(Excerpted passage Opens)

In silico Identification
and Assessment of Potential Chloroplast DNA Barcodes for Discriminating Brassicaceous
Species using Machine Learning Algorithms
Singh Bhupinder Pal, Kumar Ajay, Singh Harpreet and Nagpal Avinash Kaur
Res. J. Biotech.; Vol. 17(1); 64-96;
doi: https://doi.org/10.25303/1701rjbt6496; (2022)
Abstract
Complete chloroplast genome sequences of 89 Brassicaceous species (42 genera) were
used for identification and assessment of potential DNA barcodes at genus and species
levels. Sliding windows analysis was performed on the aligned file to identify hyper-variable
regions based on nucleotide diversity(π). Out of 23 identified hyper-variable regions,
3 coding regions i.e. ycf1, ndhF and ndhA and 3 combinations of coding and non-coding
regions i.e. ‘ndhH-rps15, rps15, rps15-ycf1, ycf1’; ‘ccsA/ycf5, ccsA/ ycf5-ndhD,
ndhD’ and ‘ndhE-ndhG, ndhG, ndhG-ndhI, ndhI’ were selected for sequence enrichment
and assessed using six supervised machine learning algorithms i.e. J48, Jrip, SMO,
Naive Bayes, Random Forest and KNN using WEKA along with distance based method using
‘nearneighbour’ function in SPIDER.

(Excerpted passage Closes)
(Given entries Opens)

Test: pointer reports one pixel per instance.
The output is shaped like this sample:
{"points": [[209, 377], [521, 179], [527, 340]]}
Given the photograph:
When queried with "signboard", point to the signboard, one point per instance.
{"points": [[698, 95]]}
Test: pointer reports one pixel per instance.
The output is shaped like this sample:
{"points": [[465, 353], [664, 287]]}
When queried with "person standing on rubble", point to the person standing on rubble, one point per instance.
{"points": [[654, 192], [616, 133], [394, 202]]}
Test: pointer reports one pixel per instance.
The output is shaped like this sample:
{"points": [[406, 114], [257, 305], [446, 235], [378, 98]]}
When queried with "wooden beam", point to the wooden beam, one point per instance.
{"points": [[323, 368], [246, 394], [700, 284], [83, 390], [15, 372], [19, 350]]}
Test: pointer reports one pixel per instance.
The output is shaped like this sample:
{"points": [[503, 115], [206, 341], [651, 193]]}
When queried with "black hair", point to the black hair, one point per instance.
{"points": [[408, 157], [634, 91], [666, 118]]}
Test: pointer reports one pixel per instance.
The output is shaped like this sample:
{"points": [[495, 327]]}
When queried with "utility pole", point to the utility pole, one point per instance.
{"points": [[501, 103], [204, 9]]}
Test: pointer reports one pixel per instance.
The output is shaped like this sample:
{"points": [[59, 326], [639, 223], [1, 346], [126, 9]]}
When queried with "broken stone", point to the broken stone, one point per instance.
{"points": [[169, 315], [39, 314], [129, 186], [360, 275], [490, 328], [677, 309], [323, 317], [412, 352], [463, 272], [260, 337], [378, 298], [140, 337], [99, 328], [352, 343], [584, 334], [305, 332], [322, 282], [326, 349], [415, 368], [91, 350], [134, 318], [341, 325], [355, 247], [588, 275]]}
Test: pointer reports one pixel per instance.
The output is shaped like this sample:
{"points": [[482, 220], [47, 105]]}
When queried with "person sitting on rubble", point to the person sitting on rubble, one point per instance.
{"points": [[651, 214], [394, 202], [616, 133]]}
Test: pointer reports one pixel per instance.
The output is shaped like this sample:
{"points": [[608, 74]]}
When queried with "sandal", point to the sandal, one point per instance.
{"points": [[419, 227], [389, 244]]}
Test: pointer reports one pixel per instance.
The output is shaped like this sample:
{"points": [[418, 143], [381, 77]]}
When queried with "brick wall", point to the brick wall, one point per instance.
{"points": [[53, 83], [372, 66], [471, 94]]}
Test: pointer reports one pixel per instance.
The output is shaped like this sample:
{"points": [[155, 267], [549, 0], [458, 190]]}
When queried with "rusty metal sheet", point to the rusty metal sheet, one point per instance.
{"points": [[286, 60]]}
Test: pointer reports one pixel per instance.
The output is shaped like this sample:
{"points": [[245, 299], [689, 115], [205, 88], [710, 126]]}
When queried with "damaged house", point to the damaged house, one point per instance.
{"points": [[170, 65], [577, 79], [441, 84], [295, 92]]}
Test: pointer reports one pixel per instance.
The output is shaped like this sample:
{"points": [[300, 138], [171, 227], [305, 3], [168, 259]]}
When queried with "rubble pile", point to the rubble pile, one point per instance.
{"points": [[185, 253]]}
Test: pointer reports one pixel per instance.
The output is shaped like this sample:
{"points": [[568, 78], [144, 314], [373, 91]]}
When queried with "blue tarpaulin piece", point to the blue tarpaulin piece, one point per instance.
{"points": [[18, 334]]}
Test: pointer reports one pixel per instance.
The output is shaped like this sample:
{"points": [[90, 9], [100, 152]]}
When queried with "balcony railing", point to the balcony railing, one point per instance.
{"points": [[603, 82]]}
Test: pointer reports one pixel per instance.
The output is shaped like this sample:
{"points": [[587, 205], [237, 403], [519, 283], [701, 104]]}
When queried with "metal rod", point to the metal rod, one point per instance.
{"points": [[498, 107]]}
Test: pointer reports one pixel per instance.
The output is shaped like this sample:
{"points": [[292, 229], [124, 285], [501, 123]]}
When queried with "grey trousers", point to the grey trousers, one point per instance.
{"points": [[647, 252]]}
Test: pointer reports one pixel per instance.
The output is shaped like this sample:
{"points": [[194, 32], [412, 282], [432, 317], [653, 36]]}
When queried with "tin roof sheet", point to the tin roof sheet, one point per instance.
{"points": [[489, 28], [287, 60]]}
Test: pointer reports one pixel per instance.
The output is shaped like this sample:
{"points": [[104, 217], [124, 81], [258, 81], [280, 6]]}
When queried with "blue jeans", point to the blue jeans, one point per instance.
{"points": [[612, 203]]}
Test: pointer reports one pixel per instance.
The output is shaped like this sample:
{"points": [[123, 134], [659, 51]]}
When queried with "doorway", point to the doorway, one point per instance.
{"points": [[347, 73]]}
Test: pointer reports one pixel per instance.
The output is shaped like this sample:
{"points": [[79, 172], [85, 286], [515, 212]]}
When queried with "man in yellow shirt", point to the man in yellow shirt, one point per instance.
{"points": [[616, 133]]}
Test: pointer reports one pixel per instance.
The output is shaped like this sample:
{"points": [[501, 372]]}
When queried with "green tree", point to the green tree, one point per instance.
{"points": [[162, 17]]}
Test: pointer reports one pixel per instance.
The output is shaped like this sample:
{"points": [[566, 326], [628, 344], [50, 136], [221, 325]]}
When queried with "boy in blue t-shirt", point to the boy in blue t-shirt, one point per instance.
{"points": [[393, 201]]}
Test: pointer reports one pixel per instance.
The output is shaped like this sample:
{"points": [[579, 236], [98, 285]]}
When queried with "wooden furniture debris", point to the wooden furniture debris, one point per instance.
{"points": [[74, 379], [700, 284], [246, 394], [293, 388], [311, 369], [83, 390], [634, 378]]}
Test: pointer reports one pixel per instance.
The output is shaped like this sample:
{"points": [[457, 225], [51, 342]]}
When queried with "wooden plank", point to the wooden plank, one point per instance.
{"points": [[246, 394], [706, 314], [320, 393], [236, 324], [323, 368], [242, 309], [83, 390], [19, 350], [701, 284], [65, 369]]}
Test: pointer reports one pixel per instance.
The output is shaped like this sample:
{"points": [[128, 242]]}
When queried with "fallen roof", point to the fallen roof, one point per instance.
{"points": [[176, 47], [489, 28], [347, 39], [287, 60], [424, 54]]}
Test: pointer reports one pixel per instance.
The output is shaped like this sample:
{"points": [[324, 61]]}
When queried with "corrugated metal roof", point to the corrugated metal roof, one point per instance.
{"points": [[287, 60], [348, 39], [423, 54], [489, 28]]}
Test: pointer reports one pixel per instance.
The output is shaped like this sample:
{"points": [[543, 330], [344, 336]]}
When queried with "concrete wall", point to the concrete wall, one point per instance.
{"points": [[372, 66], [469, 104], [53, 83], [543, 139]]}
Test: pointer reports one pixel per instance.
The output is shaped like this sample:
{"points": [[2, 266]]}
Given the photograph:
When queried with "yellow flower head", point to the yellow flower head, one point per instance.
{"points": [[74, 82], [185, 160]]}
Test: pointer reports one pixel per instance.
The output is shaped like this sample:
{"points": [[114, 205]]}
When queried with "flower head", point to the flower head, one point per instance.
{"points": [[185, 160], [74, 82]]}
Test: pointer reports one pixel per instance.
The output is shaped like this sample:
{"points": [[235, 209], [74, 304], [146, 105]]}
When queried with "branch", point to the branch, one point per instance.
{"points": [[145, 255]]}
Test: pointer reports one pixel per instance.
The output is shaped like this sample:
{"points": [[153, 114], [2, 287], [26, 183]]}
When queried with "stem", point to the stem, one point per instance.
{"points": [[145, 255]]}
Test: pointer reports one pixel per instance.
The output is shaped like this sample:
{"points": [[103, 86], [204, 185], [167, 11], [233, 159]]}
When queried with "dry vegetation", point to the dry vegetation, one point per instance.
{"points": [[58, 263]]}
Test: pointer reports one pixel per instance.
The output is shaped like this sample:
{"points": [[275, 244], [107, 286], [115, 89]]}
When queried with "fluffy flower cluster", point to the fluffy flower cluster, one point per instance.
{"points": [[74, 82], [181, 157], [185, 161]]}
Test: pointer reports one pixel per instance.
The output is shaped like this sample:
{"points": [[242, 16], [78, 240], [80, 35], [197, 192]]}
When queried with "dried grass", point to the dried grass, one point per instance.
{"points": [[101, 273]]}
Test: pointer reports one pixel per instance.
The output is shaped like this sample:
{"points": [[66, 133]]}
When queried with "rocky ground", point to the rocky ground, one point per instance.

(Given entries Closes)

**Action item**
Carry on the abstract about chloroplast DNA barcodes for Brassicaceous species, starting right after its final sentence. The rows were taken from a different source than the abstract.

**Exercise answer**
It was observed that ycf1 was the most efficient region for discriminating Brassicaceous
species with average identification rate of 76% and maximum identification rate
of 86% at species level. The other three regions i.e. ndhA, ‘ndhH-rps15,rps15,rps15-ycf1,ycf1’
and ‘ccsA/ycf5,ccsA/ycf5-ndhD,ndhD’ were found to be more efficient than well established
markers i.e. matK and rbcL and hence can be used as potential DNA barcodes for family
Brassicaceae. Supervised machine learning algorithms i.e. SMO, Random Forest and
KNN along with distance based method SPIDER(NN) were shown to be more efficient
and stable as compared to Jrip, J48 and Naive Bayes.